=== What is needed ===
Convert everything from the line containing "Can you find the snail in" down to the line containing "[505, 282, 590, 362]" into a Markdown table with the columns Row and Line. Number the rows in order and leave out any blank lines.

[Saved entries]
•••
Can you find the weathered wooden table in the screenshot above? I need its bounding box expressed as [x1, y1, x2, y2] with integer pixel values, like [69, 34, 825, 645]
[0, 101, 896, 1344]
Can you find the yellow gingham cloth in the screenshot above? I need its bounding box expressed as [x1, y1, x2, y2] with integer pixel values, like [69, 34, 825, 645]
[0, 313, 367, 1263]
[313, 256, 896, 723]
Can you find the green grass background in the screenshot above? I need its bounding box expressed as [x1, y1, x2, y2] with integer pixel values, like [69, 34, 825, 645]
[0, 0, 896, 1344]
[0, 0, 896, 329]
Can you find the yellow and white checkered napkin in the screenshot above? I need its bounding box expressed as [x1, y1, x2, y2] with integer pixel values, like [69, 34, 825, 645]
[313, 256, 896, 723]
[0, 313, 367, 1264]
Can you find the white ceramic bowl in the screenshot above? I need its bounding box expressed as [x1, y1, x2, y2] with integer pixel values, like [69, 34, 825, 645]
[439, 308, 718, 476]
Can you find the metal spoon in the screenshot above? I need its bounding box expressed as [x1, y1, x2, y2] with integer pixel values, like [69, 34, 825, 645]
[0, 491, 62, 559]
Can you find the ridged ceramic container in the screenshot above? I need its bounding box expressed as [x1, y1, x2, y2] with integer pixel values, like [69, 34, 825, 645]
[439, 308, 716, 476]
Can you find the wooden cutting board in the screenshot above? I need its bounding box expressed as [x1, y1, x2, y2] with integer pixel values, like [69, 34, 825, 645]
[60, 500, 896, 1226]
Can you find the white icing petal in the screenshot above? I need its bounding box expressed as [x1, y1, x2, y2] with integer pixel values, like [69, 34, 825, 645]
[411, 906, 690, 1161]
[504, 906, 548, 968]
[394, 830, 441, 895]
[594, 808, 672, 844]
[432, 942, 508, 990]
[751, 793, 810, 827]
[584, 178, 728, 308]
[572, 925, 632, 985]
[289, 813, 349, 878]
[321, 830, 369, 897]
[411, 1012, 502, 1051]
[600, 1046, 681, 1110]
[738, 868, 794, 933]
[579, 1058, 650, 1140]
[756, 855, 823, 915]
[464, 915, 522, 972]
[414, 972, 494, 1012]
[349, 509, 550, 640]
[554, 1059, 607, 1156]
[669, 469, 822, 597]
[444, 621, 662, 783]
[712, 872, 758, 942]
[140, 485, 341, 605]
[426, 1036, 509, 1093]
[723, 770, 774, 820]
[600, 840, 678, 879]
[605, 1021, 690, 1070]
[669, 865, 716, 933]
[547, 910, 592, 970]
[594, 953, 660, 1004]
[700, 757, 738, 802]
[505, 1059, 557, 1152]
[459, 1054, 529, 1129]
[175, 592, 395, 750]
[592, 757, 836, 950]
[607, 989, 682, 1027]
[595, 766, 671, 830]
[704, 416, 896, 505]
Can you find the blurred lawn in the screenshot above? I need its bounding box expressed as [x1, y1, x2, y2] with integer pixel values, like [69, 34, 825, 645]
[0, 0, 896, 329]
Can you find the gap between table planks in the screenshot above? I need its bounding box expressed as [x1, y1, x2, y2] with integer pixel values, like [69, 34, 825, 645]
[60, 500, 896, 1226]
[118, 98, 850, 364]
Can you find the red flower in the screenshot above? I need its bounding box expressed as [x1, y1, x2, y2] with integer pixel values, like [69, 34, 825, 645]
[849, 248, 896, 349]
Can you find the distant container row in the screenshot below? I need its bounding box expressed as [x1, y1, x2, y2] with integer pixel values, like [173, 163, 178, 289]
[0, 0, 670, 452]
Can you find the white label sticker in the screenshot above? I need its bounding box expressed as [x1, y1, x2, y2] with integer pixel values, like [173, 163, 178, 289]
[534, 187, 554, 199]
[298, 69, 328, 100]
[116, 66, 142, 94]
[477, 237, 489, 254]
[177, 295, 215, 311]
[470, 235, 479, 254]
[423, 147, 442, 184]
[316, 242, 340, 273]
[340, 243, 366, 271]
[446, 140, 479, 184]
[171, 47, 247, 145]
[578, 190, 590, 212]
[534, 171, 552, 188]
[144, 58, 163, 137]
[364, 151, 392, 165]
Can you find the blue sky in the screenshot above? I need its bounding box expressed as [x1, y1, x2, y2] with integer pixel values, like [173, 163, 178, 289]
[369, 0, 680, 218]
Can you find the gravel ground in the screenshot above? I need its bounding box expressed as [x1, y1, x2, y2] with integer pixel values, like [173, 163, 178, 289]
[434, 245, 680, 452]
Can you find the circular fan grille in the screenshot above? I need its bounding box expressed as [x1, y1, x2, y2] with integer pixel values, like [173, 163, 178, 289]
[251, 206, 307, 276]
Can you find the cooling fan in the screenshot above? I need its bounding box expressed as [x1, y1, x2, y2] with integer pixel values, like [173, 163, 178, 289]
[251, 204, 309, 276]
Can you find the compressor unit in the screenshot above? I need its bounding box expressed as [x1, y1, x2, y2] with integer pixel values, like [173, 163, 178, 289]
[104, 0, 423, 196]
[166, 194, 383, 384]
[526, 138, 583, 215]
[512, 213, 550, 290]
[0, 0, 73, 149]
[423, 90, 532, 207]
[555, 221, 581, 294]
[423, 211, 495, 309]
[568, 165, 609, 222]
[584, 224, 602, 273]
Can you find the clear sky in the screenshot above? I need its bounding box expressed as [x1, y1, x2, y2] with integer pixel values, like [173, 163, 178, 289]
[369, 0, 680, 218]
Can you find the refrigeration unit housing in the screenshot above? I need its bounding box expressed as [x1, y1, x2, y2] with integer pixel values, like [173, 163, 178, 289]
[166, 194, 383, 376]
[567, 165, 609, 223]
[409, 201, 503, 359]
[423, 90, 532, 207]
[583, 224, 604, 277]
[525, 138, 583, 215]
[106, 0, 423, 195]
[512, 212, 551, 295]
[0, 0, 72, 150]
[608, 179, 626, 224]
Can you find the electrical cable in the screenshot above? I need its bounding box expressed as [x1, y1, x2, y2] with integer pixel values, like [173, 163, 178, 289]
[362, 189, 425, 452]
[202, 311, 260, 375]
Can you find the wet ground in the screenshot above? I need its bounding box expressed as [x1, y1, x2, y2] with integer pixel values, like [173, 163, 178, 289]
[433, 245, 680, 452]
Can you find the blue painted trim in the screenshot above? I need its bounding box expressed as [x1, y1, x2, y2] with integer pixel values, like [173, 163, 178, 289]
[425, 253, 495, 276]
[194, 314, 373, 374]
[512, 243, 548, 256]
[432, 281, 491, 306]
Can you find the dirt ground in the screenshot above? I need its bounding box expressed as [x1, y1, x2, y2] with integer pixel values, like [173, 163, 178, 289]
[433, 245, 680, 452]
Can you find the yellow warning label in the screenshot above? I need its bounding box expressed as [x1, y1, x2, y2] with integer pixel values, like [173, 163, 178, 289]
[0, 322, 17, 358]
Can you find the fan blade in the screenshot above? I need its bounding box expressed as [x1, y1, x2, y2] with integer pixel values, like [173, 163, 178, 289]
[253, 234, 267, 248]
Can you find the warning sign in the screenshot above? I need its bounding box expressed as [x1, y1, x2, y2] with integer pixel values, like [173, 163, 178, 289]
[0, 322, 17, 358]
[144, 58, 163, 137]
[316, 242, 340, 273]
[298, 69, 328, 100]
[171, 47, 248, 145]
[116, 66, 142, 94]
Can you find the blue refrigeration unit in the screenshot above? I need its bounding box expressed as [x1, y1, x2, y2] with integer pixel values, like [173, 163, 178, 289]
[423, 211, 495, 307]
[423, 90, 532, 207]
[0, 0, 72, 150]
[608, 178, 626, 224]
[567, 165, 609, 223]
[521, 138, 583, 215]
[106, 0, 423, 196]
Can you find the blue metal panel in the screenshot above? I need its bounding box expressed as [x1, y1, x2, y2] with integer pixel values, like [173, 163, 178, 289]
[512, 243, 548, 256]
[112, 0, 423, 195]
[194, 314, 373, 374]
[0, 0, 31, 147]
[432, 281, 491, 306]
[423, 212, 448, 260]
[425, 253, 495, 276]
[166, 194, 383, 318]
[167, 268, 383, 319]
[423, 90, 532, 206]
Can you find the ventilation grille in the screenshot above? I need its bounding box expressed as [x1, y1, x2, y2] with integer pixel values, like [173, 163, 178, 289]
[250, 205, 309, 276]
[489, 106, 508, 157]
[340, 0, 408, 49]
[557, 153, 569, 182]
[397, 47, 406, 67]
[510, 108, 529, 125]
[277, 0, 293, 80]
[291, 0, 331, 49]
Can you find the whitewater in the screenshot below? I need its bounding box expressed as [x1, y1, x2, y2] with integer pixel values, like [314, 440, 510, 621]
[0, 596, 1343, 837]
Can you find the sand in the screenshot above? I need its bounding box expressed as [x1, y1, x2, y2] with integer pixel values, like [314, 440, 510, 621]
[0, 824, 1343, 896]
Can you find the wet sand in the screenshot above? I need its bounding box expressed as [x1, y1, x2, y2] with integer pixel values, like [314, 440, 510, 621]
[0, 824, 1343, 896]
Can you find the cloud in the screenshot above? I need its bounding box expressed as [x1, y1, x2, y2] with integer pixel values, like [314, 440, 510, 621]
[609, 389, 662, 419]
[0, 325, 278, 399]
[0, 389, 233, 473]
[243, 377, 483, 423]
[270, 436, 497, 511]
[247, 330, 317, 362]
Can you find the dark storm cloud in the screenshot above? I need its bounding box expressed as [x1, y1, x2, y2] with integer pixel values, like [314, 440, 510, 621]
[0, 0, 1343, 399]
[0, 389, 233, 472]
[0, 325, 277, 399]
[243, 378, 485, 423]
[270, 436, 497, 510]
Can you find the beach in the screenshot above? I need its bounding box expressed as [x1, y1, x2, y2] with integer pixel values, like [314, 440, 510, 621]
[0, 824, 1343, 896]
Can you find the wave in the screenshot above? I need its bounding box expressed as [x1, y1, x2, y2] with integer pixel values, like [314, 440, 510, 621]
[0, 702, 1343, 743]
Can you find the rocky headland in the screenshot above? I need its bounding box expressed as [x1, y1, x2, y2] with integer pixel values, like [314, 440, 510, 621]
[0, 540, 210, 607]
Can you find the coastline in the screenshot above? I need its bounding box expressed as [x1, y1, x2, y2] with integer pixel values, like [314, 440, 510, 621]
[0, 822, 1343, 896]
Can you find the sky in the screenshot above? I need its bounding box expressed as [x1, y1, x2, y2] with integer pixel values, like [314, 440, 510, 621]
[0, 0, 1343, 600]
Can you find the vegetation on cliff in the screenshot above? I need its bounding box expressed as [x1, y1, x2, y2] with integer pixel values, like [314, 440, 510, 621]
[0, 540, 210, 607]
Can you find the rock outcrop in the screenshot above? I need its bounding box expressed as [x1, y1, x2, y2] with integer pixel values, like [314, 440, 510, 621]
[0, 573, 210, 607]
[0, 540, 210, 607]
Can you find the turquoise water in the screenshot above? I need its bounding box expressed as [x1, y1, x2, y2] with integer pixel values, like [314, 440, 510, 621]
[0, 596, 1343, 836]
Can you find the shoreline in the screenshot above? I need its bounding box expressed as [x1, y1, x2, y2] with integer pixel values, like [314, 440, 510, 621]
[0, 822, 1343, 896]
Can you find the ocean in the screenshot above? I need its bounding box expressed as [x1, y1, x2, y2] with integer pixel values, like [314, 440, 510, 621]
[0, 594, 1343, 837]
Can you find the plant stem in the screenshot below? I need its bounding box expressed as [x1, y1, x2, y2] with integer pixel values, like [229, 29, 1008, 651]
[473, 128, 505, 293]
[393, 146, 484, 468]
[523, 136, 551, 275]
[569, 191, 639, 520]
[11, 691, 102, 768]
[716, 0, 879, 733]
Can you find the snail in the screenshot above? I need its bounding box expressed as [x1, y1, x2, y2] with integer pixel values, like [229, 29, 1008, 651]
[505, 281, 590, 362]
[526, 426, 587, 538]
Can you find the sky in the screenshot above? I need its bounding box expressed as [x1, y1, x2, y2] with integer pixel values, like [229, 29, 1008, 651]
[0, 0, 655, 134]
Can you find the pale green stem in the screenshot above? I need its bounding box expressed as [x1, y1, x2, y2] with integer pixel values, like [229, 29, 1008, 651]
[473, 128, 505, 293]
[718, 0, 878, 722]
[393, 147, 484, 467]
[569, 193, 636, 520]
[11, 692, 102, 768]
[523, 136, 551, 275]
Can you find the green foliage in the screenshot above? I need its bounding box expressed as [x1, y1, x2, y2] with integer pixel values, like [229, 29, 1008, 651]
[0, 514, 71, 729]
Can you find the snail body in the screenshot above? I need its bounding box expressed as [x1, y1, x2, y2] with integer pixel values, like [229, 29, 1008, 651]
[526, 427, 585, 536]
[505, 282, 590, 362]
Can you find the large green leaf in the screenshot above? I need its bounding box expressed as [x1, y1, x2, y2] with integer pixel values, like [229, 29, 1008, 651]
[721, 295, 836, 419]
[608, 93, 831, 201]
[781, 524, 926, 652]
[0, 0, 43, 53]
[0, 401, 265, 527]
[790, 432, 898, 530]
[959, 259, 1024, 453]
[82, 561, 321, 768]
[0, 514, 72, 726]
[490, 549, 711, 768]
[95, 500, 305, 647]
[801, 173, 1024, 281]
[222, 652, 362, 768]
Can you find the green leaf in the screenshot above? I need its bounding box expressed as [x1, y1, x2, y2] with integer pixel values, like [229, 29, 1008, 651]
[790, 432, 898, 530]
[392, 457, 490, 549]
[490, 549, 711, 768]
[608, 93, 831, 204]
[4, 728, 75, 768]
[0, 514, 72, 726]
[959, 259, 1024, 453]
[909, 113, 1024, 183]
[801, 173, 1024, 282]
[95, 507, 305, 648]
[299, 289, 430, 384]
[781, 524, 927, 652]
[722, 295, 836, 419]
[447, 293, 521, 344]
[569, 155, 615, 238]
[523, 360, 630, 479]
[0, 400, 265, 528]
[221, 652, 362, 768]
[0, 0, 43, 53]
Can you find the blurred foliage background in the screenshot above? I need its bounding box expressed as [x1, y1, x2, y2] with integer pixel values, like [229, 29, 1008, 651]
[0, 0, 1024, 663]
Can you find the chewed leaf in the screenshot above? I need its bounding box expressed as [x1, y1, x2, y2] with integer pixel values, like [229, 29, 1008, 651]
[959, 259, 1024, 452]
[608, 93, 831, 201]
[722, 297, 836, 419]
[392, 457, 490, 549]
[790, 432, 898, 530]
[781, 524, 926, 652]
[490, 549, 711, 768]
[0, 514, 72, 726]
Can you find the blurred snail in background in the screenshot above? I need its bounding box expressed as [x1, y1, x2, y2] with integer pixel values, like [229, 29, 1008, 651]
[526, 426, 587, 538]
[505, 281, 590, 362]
•••
=== The completed task ===
| Row | Line |
|---|---|
| 1 | Can you find the snail in the screenshot above? I need its bounding box expressed as [x1, y1, x2, y2] with integer pixel values, like [229, 29, 1008, 651] |
| 2 | [505, 281, 590, 362] |
| 3 | [526, 426, 587, 538] |
| 4 | Can you find the sky in the screenshot above? I need its bounding box expressed as [x1, y1, x2, y2] with integer pixel values, like [229, 29, 1008, 651] |
| 5 | [0, 0, 655, 134] |
| 6 | Can you find the pale green stem in the screenshot above? I need its bounding box expressed as [x1, y1, x2, y2] with integer pixel values, like [229, 29, 1008, 651] |
| 7 | [473, 128, 505, 293] |
| 8 | [718, 0, 878, 722] |
| 9 | [393, 147, 484, 467] |
| 10 | [569, 193, 636, 520] |
| 11 | [11, 692, 102, 768] |
| 12 | [523, 136, 551, 275] |
| 13 | Can you find the green foliage in the screenshot above? I need its bounding box expressed as [x1, y1, x2, y2] with integer pixel values, like [229, 29, 1008, 651] |
| 14 | [0, 514, 71, 729] |
| 15 | Can you find the snail body in the screenshot above? I need its bounding box expressed as [x1, y1, x2, y2] with integer pixel values, like [229, 29, 1008, 651] |
| 16 | [526, 427, 585, 536] |
| 17 | [505, 282, 590, 362] |